EXERCISE MATERIALS Block Start

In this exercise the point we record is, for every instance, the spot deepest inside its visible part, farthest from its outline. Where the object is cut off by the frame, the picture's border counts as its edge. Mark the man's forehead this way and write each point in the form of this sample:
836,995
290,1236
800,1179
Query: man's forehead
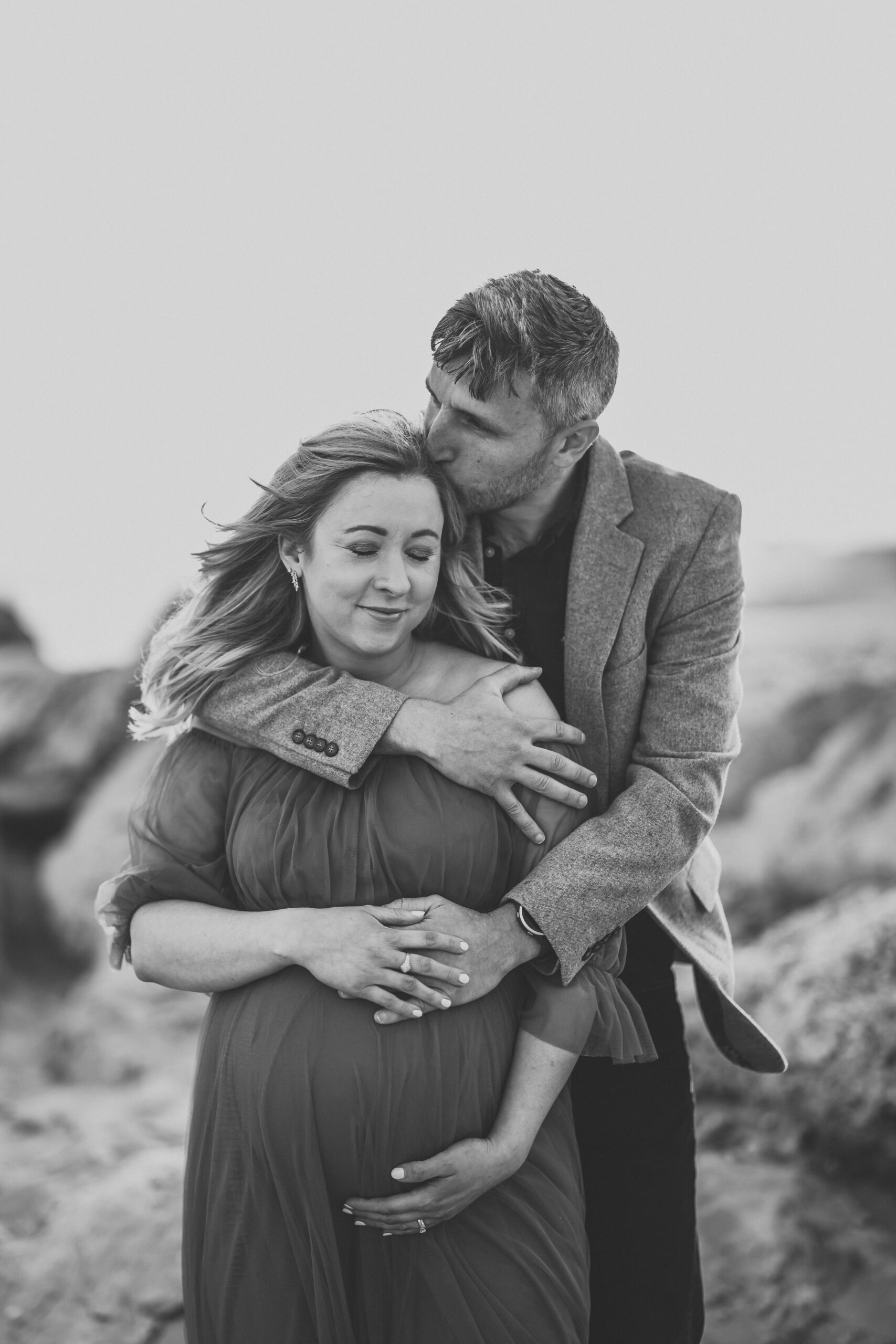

EXERCISE MATERIALS Block End

### WHAT YOU HAVE TO DO
Can you retype every record above exactly, leaving out the pictures?

### REPLY
In this exercise the point we record is, for every instance, the spot deepest inside its visible part, farthest from its outline. Where the object is cut off by the frame, the picture's border counts as its edge. Mark the man's forehead this way and write each point in the form of this sample:
836,995
290,1236
800,1179
Query: man's forehead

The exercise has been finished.